Excerpt from a dataset:
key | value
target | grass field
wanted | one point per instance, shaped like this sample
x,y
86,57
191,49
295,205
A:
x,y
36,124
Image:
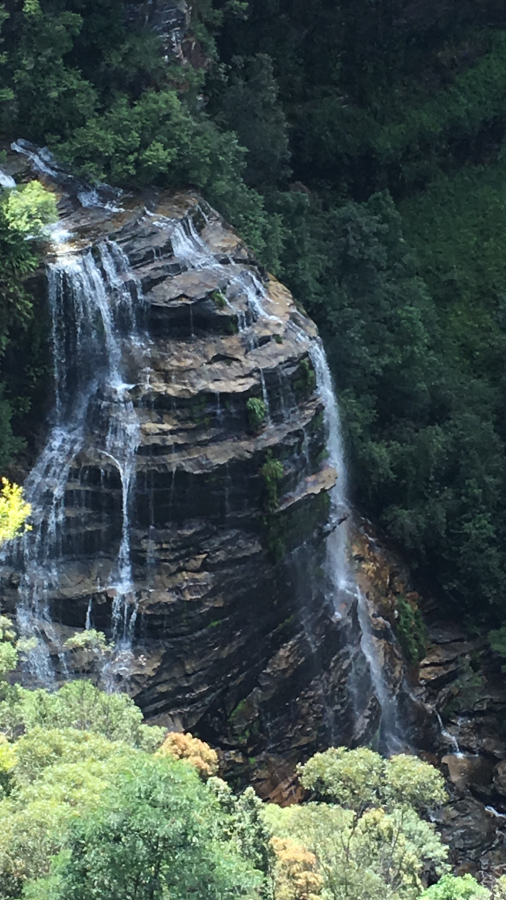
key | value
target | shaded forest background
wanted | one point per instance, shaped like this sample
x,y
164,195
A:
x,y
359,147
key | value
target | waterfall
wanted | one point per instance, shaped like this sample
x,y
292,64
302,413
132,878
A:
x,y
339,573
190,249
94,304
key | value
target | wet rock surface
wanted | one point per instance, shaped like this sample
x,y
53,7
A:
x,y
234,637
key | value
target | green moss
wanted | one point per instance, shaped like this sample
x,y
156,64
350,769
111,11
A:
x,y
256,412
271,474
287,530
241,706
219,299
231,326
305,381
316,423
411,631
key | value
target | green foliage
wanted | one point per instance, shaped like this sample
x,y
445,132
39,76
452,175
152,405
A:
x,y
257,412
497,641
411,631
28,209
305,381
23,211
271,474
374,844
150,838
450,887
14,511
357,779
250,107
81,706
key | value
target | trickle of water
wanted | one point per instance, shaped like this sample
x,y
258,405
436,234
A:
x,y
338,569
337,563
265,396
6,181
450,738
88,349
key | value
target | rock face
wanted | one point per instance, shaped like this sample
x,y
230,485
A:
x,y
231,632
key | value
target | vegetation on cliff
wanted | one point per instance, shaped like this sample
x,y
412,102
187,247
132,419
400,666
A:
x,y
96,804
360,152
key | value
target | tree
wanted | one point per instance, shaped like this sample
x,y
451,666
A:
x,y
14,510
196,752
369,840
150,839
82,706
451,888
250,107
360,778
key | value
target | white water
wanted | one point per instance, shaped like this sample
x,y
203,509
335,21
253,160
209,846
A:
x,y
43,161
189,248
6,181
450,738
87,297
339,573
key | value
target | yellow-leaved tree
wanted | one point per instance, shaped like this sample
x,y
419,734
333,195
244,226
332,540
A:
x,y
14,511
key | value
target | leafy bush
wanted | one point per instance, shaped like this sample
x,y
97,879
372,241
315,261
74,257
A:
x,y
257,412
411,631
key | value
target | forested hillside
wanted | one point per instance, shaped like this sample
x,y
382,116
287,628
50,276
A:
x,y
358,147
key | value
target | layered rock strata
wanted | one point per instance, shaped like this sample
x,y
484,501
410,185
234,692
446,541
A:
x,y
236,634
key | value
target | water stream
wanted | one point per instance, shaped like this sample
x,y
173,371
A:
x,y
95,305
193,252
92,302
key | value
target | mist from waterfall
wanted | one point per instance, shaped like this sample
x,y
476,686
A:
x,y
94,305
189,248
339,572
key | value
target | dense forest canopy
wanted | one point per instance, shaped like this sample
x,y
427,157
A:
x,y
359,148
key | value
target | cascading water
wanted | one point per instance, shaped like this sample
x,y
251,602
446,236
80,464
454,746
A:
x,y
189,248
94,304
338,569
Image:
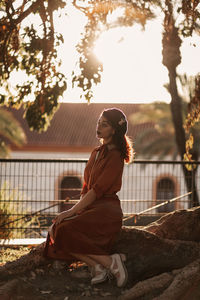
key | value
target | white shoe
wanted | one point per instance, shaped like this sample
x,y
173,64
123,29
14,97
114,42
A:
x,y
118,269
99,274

--

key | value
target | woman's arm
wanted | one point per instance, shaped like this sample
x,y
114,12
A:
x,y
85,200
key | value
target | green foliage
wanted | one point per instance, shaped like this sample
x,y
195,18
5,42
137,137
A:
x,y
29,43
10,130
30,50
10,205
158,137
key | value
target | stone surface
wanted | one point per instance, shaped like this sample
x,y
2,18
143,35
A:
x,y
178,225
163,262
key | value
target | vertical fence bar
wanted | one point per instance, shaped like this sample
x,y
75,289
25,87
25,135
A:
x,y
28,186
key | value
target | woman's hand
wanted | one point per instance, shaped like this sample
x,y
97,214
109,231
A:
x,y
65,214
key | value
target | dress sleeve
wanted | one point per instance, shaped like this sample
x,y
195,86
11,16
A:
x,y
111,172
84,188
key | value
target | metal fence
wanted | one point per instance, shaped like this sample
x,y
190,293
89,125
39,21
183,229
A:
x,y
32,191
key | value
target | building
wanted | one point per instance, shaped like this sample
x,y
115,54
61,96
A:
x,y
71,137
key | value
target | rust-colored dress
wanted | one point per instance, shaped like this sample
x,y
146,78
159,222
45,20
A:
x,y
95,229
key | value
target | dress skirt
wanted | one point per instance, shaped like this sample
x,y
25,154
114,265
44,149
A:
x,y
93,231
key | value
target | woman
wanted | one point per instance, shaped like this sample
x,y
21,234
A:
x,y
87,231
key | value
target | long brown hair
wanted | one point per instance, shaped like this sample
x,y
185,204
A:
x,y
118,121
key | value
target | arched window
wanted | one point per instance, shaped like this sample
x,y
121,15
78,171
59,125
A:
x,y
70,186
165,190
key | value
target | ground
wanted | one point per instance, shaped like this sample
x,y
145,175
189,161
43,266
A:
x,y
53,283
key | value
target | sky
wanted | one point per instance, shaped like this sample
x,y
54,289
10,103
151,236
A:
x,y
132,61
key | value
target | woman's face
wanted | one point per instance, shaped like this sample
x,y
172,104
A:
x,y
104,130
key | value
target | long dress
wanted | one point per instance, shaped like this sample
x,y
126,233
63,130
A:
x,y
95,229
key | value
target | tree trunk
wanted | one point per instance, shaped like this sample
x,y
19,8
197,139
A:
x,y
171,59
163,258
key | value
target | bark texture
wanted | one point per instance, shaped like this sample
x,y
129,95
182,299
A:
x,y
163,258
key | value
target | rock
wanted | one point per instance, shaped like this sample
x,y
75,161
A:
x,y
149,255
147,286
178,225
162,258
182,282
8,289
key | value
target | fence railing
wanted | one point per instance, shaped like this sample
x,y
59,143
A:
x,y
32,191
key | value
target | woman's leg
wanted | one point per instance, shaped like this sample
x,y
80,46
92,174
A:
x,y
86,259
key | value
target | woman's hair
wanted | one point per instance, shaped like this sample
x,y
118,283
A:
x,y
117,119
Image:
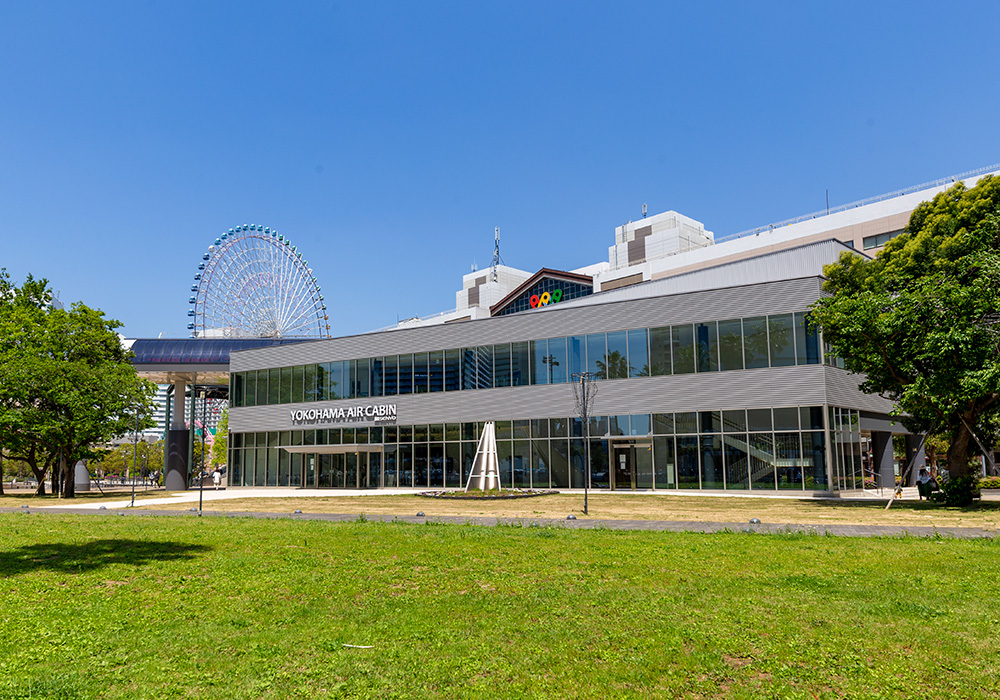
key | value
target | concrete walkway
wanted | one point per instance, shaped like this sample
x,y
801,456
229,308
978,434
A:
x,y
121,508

◆ TASK DESCRIPTION: Please list every line of the excerpt above that contains the word "hair", copying each line in full.

◆ TASK SOLUTION:
target | long brown hair
target | woman's hair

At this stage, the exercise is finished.